▶ _WHAT TO WORK ON_:
The expected result is every line of the records, printed exactly.

▶ _RECORDS FOR THIS EXERCISE_:

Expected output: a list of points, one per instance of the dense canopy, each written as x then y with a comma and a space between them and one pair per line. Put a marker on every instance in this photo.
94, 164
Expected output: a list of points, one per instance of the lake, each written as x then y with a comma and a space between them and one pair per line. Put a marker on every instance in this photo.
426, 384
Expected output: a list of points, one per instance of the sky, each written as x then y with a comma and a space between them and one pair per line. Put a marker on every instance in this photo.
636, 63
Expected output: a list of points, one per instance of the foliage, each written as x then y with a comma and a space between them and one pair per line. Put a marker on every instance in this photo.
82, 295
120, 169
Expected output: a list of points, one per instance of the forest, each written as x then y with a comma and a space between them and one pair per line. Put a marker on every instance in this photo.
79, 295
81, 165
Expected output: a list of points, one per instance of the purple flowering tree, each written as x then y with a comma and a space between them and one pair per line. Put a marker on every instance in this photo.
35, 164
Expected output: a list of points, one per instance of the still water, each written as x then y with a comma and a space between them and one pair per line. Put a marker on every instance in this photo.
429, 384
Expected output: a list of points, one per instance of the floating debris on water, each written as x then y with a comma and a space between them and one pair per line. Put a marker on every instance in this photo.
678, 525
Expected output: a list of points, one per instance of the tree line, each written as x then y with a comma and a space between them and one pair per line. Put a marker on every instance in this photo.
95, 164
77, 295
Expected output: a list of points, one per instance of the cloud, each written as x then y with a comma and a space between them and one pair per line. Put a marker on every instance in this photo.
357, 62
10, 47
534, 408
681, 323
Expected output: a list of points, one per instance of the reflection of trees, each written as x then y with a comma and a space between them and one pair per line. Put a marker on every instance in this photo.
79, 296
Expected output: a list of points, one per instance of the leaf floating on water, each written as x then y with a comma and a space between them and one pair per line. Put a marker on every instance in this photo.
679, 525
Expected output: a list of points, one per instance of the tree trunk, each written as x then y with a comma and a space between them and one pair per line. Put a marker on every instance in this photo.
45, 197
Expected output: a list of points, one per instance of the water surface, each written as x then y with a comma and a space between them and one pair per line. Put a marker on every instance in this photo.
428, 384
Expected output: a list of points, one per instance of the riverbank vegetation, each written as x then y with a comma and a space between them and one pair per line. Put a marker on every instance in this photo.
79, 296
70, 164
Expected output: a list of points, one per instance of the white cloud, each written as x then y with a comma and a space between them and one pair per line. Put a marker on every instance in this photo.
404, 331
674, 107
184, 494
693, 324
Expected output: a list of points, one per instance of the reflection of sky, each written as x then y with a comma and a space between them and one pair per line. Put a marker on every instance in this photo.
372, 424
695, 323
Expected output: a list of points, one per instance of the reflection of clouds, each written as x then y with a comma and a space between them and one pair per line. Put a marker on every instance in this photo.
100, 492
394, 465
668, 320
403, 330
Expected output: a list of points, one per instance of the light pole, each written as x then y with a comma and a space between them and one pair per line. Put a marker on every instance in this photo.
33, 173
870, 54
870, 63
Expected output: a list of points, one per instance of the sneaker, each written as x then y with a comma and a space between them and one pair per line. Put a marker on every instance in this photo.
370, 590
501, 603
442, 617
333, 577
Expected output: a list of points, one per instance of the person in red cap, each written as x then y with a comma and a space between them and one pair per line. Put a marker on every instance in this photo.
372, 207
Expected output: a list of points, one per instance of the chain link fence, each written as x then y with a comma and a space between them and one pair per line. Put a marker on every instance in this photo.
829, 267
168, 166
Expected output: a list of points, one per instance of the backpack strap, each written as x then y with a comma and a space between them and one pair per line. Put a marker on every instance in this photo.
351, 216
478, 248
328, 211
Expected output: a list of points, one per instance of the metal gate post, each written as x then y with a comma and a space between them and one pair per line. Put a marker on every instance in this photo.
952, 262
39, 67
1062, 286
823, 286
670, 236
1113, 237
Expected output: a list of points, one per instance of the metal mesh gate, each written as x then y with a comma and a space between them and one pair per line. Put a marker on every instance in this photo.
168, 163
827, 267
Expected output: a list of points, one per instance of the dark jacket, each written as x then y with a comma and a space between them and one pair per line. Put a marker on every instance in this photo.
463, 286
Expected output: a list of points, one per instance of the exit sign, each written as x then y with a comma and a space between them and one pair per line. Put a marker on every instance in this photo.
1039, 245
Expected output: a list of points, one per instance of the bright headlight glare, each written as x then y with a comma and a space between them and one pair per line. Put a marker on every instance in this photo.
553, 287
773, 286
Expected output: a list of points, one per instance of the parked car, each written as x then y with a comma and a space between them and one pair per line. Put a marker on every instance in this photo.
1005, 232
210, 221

▶ _REPLY_:
Expected output: a list of points, one per instance of the dense canopy, each written as x then y with a comma and a space between them and one pair per line. Put a marker on every instance in this photo.
94, 164
Expected output: a list of points, one per instance of the lake, each written as x then y with a comma and a space between them and one pair per line. Put a marker on every instance in this photo.
426, 384
Expected output: a list of points, one per instance of the sky, each written as x then y with a comma and a space between them and one pair per line. Put a marker on every instance in this photo.
636, 63
Expected output: a list of points, one per instance of the foliage, each written as x then y with a comma and a space between them and one pair per line. Put a marker on every instance in this photo.
82, 295
120, 169
Expected output: a list of points, one per instance of the forest, each written as x then y with a comma and a space between them and one pair per line. Put a marker on every instance in this photo.
79, 295
81, 165
Expected output: a list of points, one per instance of the purple flowering tree, each written as x then y with a comma and a space between them and one pair per line. Put a marker on every instance in this photo.
35, 164
Expected output: a list of points, one per instance of the still water, each written as x then y with a comma and a space between them and one pair per line. Put a marker on every instance in this photo.
429, 384
Expected output: a list of points, one per instance of the floating debris on water, each written as x then y with a comma and a space between them and one pair per line. Put a marker on every instance in this photo.
678, 525
Expected output: a list of points, one per instance of the tree line, each written as x then y with a comma and a space between them and one pair per line. Put a marker on every instance in this photo.
95, 164
77, 295
Expected output: a list of points, one per instance of the cloud, each written as x then y with a comma and a space between them and one pair per line. Put a marker on every instance in this photo.
357, 62
10, 47
534, 408
681, 323
Expected output: a list of points, one per instance of the reflection of trees, each written as x then y with a comma and a space between them and one pair per line. Put a marker on every instance in this photo.
79, 296
Expected output: a list of points, one per instance of the leaf floating on water, each written as x then y with a comma and a space between them and one pair per line. Put a marker on every instance in this photo.
679, 525
Expected output: a list of points, one per instance of the tree trunk, each written as x then y with a comma and a space between them and one pair per line. Put a marker on every instance in this photo.
45, 197
Expected output: a list of points, one per instance of the water surface, each written as x then y with a comma and a space between them and one pair per line. Put a marker on every instance in this photo.
428, 384
Expected output: a list of points, one per instance of the riverbank vegetation, each written as x then y with a comma and a space between them and one pair per line. Put a marker on every instance in this photo.
79, 296
70, 164
Expected output: a list of points, one per instance of the white cloud, each written as x then y with a comma and a space between them and one pair per line. Put a marker on every instance in this photo.
404, 331
674, 107
184, 494
693, 324
Expected output: a list of points, one per instance of the reflection of sky, each written as x then y with a comma and a space between them and one pair per line. Put a marker on every instance in this photo.
372, 424
695, 323
Expected output: a list of points, one per instance of the reflection of clouds, each written as x then y with a comma and a space between them and one pair per line. Put a marker on every instance in this photo.
100, 492
394, 465
668, 320
403, 330
Expected output: a list of points, one per instance of the light pole, each written as x then y with a comma and a space between them and one pair per line. Put a marker on every instance in this photo.
33, 173
870, 54
870, 63
Expected output: a list of points, one per instance of the sneaker, each written as x then y with a comma and a space between them and one pair per line. Put a marker on every instance in this photo.
370, 590
501, 603
442, 617
333, 577
Expected output: a list of points, one per instance of the person in red cap, each written as x then y with a comma and a space between them and one pair per line. Put a marker on every instance in this photo.
372, 207
Expected output: a list of points, one per instance of the chain link fence, each written as x then y with a comma and a space between them and one pair per line. Put a marker on every instance in this photo.
829, 267
168, 166
Expected output: a list of points, one per instance of the backpack strap, each written as x then y with a comma and a space between them and one pair per line. Put a marker on every instance in this photo.
351, 216
478, 248
328, 211
Expected output: a list of points, one per instance of the metal gate post, each written as x then y with a comma and a space between them and one pair per line. Put a marker on every instance in this photo.
952, 262
39, 67
1062, 286
823, 286
670, 236
1113, 237
Expected output: a list of points, one per instance of the metal mesh gate, each written as x then y with a comma and a space between them and one pair per line. Put a marker on every instance in this photo.
168, 163
827, 267
Expected output: a list of points, one per instance of the dark jacket, each written as x then y with a comma and a space between them and one pair per line. Put a marker on every instance in this photo.
463, 286
Expected output: a list of points, one per instance of the exit sign, each written as x then y with a comma and a space between them and one pair per line. Put a marker on every instance in this photo.
1039, 245
Expected output: a list of points, one per instance of the bright headlight glare, each written as x then y with a comma and a space between them and one pair per line. Put a marker on every instance in this photo.
553, 287
773, 286
Expected output: a list of points, one per instance of the parked car, each written as x then y with a comma and a space between them and one pair per line. Put a marker on every instance in this photo.
1005, 232
210, 221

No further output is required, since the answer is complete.